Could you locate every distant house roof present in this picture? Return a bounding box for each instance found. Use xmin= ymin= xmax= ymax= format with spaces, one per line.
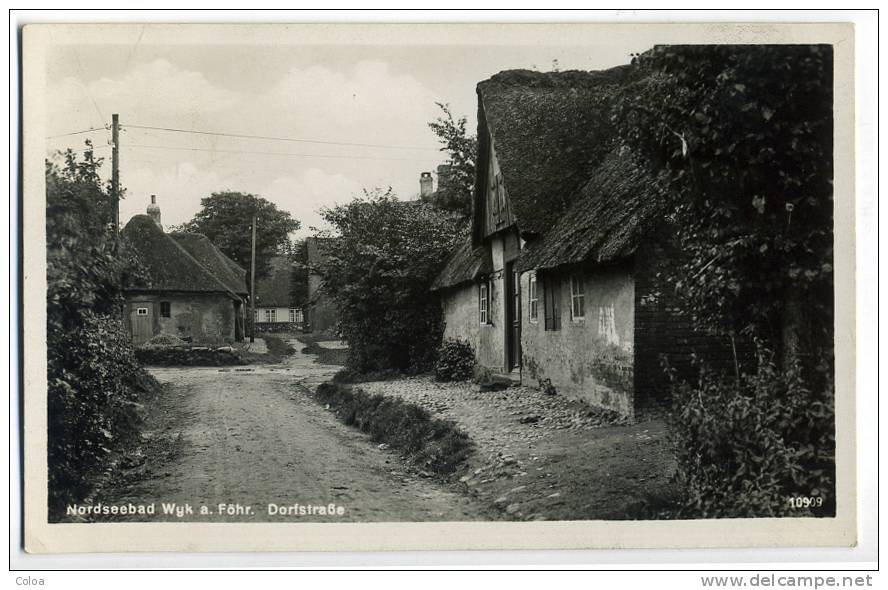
xmin=474 ymin=66 xmax=636 ymax=240
xmin=169 ymin=232 xmax=248 ymax=295
xmin=517 ymin=150 xmax=670 ymax=272
xmin=122 ymin=215 xmax=244 ymax=299
xmin=254 ymin=255 xmax=293 ymax=308
xmin=430 ymin=238 xmax=493 ymax=291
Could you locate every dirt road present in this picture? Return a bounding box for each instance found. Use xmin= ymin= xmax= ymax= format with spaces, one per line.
xmin=92 ymin=341 xmax=493 ymax=522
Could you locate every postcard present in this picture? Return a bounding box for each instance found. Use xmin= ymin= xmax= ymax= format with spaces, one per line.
xmin=21 ymin=21 xmax=856 ymax=553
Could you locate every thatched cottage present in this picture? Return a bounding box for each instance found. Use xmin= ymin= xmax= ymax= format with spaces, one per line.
xmin=432 ymin=68 xmax=726 ymax=418
xmin=253 ymin=255 xmax=302 ymax=331
xmin=122 ymin=197 xmax=248 ymax=345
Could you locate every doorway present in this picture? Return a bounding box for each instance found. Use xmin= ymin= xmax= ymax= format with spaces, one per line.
xmin=505 ymin=262 xmax=521 ymax=371
xmin=130 ymin=303 xmax=154 ymax=345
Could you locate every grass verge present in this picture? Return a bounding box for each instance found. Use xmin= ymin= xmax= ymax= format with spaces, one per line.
xmin=295 ymin=334 xmax=349 ymax=366
xmin=314 ymin=381 xmax=472 ymax=476
xmin=331 ymin=367 xmax=401 ymax=384
xmin=236 ymin=334 xmax=297 ymax=364
xmin=135 ymin=346 xmax=247 ymax=366
xmin=262 ymin=334 xmax=296 ymax=361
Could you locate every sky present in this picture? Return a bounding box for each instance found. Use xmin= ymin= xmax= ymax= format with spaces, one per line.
xmin=45 ymin=40 xmax=646 ymax=238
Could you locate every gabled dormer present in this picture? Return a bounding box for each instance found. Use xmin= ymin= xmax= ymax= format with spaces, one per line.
xmin=479 ymin=137 xmax=516 ymax=240
xmin=472 ymin=67 xmax=636 ymax=248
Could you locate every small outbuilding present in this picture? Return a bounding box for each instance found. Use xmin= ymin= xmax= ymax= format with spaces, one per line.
xmin=122 ymin=199 xmax=248 ymax=345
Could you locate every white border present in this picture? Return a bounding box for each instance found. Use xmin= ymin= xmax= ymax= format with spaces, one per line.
xmin=8 ymin=9 xmax=879 ymax=570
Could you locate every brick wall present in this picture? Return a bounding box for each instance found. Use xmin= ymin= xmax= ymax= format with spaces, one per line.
xmin=633 ymin=240 xmax=741 ymax=410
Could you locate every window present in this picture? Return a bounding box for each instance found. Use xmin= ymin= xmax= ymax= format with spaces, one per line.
xmin=528 ymin=274 xmax=539 ymax=322
xmin=289 ymin=308 xmax=296 ymax=323
xmin=160 ymin=302 xmax=171 ymax=318
xmin=479 ymin=282 xmax=490 ymax=325
xmin=570 ymin=274 xmax=585 ymax=320
xmin=543 ymin=276 xmax=562 ymax=331
xmin=265 ymin=309 xmax=276 ymax=323
xmin=136 ymin=307 xmax=149 ymax=316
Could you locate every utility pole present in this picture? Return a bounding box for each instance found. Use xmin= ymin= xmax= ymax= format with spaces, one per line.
xmin=111 ymin=114 xmax=120 ymax=247
xmin=249 ymin=214 xmax=257 ymax=343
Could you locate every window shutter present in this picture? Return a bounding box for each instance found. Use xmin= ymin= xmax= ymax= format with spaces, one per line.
xmin=544 ymin=278 xmax=553 ymax=330
xmin=552 ymin=279 xmax=562 ymax=330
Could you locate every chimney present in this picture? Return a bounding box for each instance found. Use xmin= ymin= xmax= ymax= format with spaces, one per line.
xmin=147 ymin=194 xmax=162 ymax=229
xmin=436 ymin=163 xmax=453 ymax=193
xmin=419 ymin=172 xmax=434 ymax=198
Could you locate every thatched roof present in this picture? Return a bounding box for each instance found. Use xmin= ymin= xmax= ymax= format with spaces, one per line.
xmin=474 ymin=66 xmax=636 ymax=239
xmin=170 ymin=232 xmax=248 ymax=295
xmin=254 ymin=255 xmax=293 ymax=307
xmin=122 ymin=215 xmax=242 ymax=299
xmin=430 ymin=238 xmax=493 ymax=291
xmin=517 ymin=150 xmax=670 ymax=272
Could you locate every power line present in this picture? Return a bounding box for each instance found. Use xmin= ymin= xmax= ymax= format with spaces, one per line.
xmin=46 ymin=127 xmax=108 ymax=139
xmin=47 ymin=143 xmax=111 ymax=155
xmin=72 ymin=49 xmax=106 ymax=127
xmin=122 ymin=143 xmax=436 ymax=163
xmin=123 ymin=124 xmax=441 ymax=152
· · · · · · ·
## YOUR INSTRUCTIONS
Your answer should set down the listing verbatim and leave out its images.

## TASK OUTPUT
Could you locate every distant house roof present in this picture? Return a bounding box for each instance found. Use xmin= ymin= xmax= ymax= format with spaces, one per line.
xmin=474 ymin=66 xmax=636 ymax=240
xmin=169 ymin=232 xmax=248 ymax=295
xmin=517 ymin=150 xmax=670 ymax=272
xmin=122 ymin=215 xmax=244 ymax=299
xmin=254 ymin=255 xmax=293 ymax=308
xmin=430 ymin=238 xmax=493 ymax=291
Could you locate every dirt road present in this picture? Return a bounding box for each instance found. Use xmin= ymin= xmax= ymax= format with spaces, one per line.
xmin=92 ymin=341 xmax=493 ymax=522
Could you locate every postcard present in this picture? Return a bounding box for each instance found. Use xmin= ymin= xmax= ymax= format with spaces, one per line.
xmin=21 ymin=21 xmax=856 ymax=553
Could you locate every thatched cottage present in this picture? Return a bounding box for each instance found. Use xmin= ymin= xmax= ymax= format with spaces, one per line.
xmin=432 ymin=68 xmax=726 ymax=418
xmin=253 ymin=255 xmax=302 ymax=331
xmin=122 ymin=197 xmax=248 ymax=345
Could you locate every doorway present in this picture? Return a bounding box for each instance found. Use xmin= ymin= xmax= ymax= format with spaces, one per line.
xmin=505 ymin=262 xmax=521 ymax=371
xmin=130 ymin=303 xmax=154 ymax=345
Could you locate every grass verge present in this picture? Return a bounding box for each instance found. Use xmin= ymin= xmax= ymax= format with spaces, one per line.
xmin=295 ymin=334 xmax=349 ymax=366
xmin=314 ymin=381 xmax=472 ymax=476
xmin=331 ymin=367 xmax=401 ymax=384
xmin=236 ymin=334 xmax=297 ymax=364
xmin=135 ymin=346 xmax=247 ymax=366
xmin=262 ymin=334 xmax=296 ymax=361
Could you locate every sky present in this picture? Return a bounding box for each instance found. Use xmin= ymin= xmax= ymax= format with spaces, one per line.
xmin=45 ymin=40 xmax=646 ymax=238
Could you locate every gabled dormer present in this picture? Return a bounding box for each instance found. Use xmin= ymin= xmax= ymax= format with spaces, one per line.
xmin=479 ymin=137 xmax=516 ymax=240
xmin=472 ymin=67 xmax=636 ymax=248
Could you locate every small outbuilding present in this picture? Return a bounding box for each instance found. Use xmin= ymin= xmax= ymax= format with spaces, one per line.
xmin=122 ymin=199 xmax=248 ymax=345
Could you locate every white border present in this picture? Return a bounding box for each instance found. Use xmin= ymin= xmax= ymax= format with spaces, one per line.
xmin=8 ymin=9 xmax=879 ymax=570
Could you locate every brick wall present in this picture? Return a bounding box for each instance found. Use xmin= ymin= xmax= ymax= format with spaces, one per line.
xmin=633 ymin=240 xmax=741 ymax=410
Could you locate every window present in this picture? Return a bounding box for each instance found. Use xmin= ymin= xmax= ymax= format with spaces, one per line.
xmin=528 ymin=274 xmax=539 ymax=322
xmin=289 ymin=308 xmax=296 ymax=323
xmin=160 ymin=302 xmax=171 ymax=318
xmin=479 ymin=282 xmax=490 ymax=325
xmin=570 ymin=274 xmax=585 ymax=320
xmin=543 ymin=276 xmax=562 ymax=331
xmin=265 ymin=309 xmax=276 ymax=323
xmin=136 ymin=307 xmax=149 ymax=316
Could you locate every utility pole present in this picture? Return a bounding box for each instance found. Use xmin= ymin= xmax= ymax= format with spaces, one per line.
xmin=111 ymin=114 xmax=120 ymax=247
xmin=249 ymin=214 xmax=257 ymax=343
Could you locate every window shutter present in this picture? Return a bounding box for each instance found. Use xmin= ymin= xmax= ymax= format with spaces, one per line.
xmin=544 ymin=278 xmax=553 ymax=330
xmin=552 ymin=279 xmax=562 ymax=330
Could you locate every chimney present in this picture? Return a bounding box for each instance found. Use xmin= ymin= xmax= ymax= format with spaces, one per line.
xmin=147 ymin=194 xmax=162 ymax=229
xmin=436 ymin=163 xmax=453 ymax=193
xmin=419 ymin=172 xmax=434 ymax=198
Could you locate every thatched roof present in this picture? Return a bounding box for each instance found. Use xmin= ymin= xmax= ymax= format with spaces, one per line.
xmin=474 ymin=66 xmax=636 ymax=239
xmin=170 ymin=232 xmax=248 ymax=295
xmin=254 ymin=255 xmax=293 ymax=307
xmin=122 ymin=215 xmax=242 ymax=299
xmin=430 ymin=238 xmax=493 ymax=291
xmin=517 ymin=150 xmax=670 ymax=272
Could you locate every power line present in this picture? Return a bounding box for each instance found. Use xmin= ymin= xmax= ymax= format with spaces, one per line.
xmin=46 ymin=127 xmax=108 ymax=139
xmin=47 ymin=143 xmax=111 ymax=155
xmin=72 ymin=49 xmax=106 ymax=127
xmin=122 ymin=143 xmax=436 ymax=163
xmin=123 ymin=124 xmax=441 ymax=152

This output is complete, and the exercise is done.